What you will do =>
Work through the records that follow and return each line containing the word "arch".

Supplied data =>
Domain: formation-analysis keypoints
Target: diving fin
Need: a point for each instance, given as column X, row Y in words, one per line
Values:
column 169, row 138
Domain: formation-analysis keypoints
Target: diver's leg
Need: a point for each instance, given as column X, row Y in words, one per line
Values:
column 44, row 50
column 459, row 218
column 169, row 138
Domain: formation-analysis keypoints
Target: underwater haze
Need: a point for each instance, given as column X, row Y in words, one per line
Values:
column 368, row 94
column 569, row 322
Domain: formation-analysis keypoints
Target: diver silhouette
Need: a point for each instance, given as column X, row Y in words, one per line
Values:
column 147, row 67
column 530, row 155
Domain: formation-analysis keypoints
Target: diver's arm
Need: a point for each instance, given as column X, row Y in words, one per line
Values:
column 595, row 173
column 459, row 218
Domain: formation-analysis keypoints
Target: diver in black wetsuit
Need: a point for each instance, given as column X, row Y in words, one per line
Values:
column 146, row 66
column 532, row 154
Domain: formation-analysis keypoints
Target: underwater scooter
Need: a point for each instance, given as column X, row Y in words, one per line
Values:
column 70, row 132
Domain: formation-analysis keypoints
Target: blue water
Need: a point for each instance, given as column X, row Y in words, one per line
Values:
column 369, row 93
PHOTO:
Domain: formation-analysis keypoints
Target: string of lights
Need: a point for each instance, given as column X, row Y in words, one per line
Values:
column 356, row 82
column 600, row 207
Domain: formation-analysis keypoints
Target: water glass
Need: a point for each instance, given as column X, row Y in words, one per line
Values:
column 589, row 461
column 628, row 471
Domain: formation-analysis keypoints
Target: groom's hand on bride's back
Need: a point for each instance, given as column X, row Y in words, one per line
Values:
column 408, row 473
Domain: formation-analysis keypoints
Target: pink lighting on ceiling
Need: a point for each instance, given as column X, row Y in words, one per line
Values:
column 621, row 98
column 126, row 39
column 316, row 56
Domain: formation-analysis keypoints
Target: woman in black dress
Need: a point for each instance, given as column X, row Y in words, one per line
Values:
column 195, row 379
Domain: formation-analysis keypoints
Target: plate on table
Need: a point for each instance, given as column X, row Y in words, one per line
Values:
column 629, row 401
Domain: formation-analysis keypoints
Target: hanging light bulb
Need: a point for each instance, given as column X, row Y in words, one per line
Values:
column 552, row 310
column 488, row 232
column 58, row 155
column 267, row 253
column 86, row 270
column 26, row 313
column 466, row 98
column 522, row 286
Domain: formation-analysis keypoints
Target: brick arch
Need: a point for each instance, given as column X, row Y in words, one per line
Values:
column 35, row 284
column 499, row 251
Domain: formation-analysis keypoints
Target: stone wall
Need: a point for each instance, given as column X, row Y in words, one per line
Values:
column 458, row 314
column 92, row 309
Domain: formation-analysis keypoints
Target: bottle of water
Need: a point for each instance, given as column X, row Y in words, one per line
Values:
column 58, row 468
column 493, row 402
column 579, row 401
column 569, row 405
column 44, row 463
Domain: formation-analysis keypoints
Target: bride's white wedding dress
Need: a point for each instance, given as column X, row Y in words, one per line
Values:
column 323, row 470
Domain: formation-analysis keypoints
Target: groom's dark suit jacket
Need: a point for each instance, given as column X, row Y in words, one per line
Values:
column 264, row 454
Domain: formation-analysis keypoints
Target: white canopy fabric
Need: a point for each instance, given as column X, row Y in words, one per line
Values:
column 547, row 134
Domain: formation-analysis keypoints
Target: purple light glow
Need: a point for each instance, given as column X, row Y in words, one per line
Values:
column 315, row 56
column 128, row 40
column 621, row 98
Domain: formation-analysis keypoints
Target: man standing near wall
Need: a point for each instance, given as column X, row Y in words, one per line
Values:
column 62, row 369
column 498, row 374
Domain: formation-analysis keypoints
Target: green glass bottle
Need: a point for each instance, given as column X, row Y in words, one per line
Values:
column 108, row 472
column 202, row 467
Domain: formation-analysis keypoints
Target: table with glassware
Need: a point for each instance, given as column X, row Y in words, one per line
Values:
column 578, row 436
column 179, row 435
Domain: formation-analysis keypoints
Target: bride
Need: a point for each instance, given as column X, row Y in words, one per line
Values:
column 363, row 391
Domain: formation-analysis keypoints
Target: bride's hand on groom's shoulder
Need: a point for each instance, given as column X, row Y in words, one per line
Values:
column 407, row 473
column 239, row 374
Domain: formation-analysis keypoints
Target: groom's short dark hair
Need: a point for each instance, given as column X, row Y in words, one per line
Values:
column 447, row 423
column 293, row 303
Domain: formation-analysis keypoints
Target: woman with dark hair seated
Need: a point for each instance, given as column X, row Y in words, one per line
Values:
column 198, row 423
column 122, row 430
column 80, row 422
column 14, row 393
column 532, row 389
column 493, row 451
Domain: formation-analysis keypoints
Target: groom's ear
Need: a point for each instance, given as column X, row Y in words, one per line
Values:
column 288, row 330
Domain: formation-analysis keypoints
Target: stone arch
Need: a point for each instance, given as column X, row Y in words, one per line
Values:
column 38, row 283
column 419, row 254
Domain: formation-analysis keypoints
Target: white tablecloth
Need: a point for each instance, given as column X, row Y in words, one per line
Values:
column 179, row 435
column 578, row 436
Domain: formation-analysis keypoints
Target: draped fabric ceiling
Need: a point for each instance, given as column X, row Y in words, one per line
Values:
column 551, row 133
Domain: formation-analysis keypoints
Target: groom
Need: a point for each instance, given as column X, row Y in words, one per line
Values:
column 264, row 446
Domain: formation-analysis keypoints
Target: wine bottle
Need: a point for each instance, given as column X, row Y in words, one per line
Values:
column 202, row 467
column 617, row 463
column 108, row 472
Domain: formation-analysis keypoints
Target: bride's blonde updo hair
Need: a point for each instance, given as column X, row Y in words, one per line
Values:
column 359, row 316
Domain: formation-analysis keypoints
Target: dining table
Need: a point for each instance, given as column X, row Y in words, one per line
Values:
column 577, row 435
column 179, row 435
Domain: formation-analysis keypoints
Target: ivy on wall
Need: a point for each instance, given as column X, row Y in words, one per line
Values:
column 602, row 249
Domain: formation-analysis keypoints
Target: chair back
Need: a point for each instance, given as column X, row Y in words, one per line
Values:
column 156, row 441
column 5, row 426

Exercise answer =>
Target: brick arch
Target: stone arch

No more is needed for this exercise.